> _PROVIDED RECORDS_:
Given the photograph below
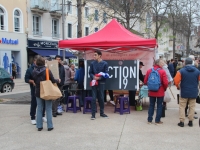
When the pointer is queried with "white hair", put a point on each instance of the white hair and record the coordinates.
(192, 56)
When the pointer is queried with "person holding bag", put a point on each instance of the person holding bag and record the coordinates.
(39, 74)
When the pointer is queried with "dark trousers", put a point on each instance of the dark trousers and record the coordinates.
(34, 105)
(55, 104)
(110, 94)
(132, 98)
(66, 88)
(152, 106)
(100, 90)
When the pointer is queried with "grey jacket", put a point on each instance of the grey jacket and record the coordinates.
(69, 73)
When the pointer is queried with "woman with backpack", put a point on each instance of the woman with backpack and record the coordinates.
(157, 82)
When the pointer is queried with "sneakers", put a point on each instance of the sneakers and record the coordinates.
(49, 129)
(112, 102)
(60, 109)
(159, 123)
(195, 117)
(190, 124)
(44, 119)
(104, 115)
(181, 124)
(33, 122)
(93, 117)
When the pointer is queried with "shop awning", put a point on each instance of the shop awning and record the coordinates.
(49, 52)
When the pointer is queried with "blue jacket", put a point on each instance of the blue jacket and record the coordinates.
(97, 67)
(28, 76)
(79, 77)
(189, 81)
(171, 69)
(61, 75)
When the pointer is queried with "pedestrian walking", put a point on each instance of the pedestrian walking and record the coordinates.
(39, 74)
(62, 78)
(156, 95)
(171, 67)
(97, 66)
(29, 79)
(187, 80)
(79, 77)
(132, 94)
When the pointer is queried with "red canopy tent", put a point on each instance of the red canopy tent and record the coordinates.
(111, 38)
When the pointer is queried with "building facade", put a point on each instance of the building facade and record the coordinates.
(13, 22)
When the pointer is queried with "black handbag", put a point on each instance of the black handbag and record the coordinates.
(198, 99)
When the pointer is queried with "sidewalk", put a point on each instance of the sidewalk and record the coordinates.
(78, 132)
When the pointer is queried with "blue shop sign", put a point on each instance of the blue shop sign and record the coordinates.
(9, 41)
(42, 44)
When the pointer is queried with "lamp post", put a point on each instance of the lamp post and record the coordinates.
(63, 27)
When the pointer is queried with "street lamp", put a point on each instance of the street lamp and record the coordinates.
(63, 26)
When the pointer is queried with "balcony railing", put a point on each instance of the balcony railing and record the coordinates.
(40, 5)
(55, 35)
(37, 33)
(55, 7)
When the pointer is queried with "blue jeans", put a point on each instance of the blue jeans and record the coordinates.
(100, 89)
(34, 105)
(48, 107)
(66, 94)
(151, 108)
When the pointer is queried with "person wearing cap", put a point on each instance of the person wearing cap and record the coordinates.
(132, 93)
(187, 80)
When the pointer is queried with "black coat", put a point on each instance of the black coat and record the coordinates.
(61, 75)
(39, 74)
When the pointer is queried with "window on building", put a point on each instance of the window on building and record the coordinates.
(77, 31)
(55, 28)
(86, 12)
(96, 15)
(148, 21)
(2, 19)
(37, 25)
(69, 30)
(69, 7)
(17, 21)
(86, 31)
(104, 17)
(96, 29)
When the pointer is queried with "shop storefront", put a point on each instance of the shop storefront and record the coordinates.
(13, 53)
(44, 48)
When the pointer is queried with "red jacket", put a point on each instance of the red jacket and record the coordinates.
(163, 80)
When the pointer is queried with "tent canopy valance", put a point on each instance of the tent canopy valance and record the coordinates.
(112, 37)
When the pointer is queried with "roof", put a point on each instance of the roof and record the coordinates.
(112, 37)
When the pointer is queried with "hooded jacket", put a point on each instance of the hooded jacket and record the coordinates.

> _SET PROBLEM_:
Please set down each line of the data above exactly as written, without the pictures.

> _FINISHED EXERCISE_:
Given the photograph below
When the pointer is queried with "white hair", put a point on each instance of the white hair and record the coordinates.
(192, 56)
When the pointer is queried with "person holding bag", put a point on each instance of the person holding bag and record the coordinates.
(39, 74)
When the pointer is queried with "dark trousers", put a point on each instance of the dark trousers and record the coordinates.
(34, 105)
(55, 104)
(110, 94)
(132, 98)
(66, 88)
(152, 106)
(100, 90)
When the pointer is queried with "grey jacket", put a point on each instance of the grey jacket and record the coordinates.
(69, 73)
When the pointer is queried with "woman with backpack", put a point on each instance of the woman with backpack and record the coordinates.
(157, 82)
When the pointer is queried with "sneakers", put a point on each instance of the sneakers and record the coordinates.
(49, 129)
(112, 102)
(60, 109)
(159, 123)
(195, 117)
(190, 124)
(44, 119)
(104, 115)
(181, 124)
(33, 122)
(93, 117)
When the pointer is queried with "shop awning", put a point on each instance of the shop awning and record the coordinates.
(49, 52)
When the pointer is queried with "blue jacket", put a point on each instance of the blue jacket and record the coordinates.
(97, 67)
(28, 76)
(79, 77)
(189, 81)
(171, 69)
(61, 75)
When the pointer is queried with "pedestrian walking", put a point on each instance of the pedestrian walking and record the coordinates.
(39, 74)
(62, 78)
(156, 95)
(171, 67)
(97, 66)
(29, 79)
(187, 80)
(79, 77)
(132, 94)
When the pointer is queried with "red canopy tent", put a point on each instance of the red canopy tent and record the coordinates.
(111, 38)
When the pointer is queried with "building facade", put a point on each instance of the building facade and record the coordinates.
(13, 22)
When the pointer is queried with "black handbag", put a point on each instance of the black handbag and record the coordinates.
(198, 99)
When the pointer is queried with "sidewalk", put a point on each instance of the sidewalk and record the coordinates.
(78, 132)
When the pointer is queried with "blue shop sign", put a point on each instance of the blue shop sign and record the coordinates.
(9, 41)
(42, 44)
When the pointer is queried with "lamp post", put a point on each instance of the lamp post and record the coordinates.
(63, 27)
When the pointer is queried with "street lamp", put a point on each instance of the street lamp and record the coordinates.
(63, 26)
When the pointer is queried with "balcony railing", put a point on each instance of the balcony railing and record the coordinates.
(40, 5)
(55, 35)
(37, 33)
(55, 7)
When the pointer is queried with "blue jeans", put a point on each instance of the blue jeans and record the coordinates.
(100, 89)
(34, 105)
(48, 107)
(66, 94)
(151, 108)
When the pointer is queried with "person wearing cap", put a point on each instance of the person wearing cap and record the coordinates.
(132, 93)
(187, 80)
When the pointer is queried with "black coat", put a point on each instance of the black coat and record the coordinates.
(61, 75)
(39, 74)
When the pointer is queried with "window on building", put a point on each instance of the window on building and record the coordinates.
(77, 31)
(55, 28)
(86, 12)
(96, 15)
(148, 21)
(2, 19)
(37, 25)
(69, 30)
(69, 7)
(17, 21)
(86, 31)
(104, 17)
(96, 29)
When the pointer is queried with "shop storefront", put a point on each instance of the shop storefront and record the coordinates.
(13, 53)
(44, 48)
When the pointer is queried with "red jacket", put a point on each instance of the red jacket and record the coordinates.
(163, 80)
When the pointer is queried with "tent canopy valance", put a point on each instance of the tent canopy valance and record the coordinates.
(112, 37)
When the pointer is queried with "roof", put a point on each instance of the roof and record the coordinates.
(112, 37)
When the pointer is queried with "hooded jacket", put a point on each instance of the hooded jacket and record the coordinates.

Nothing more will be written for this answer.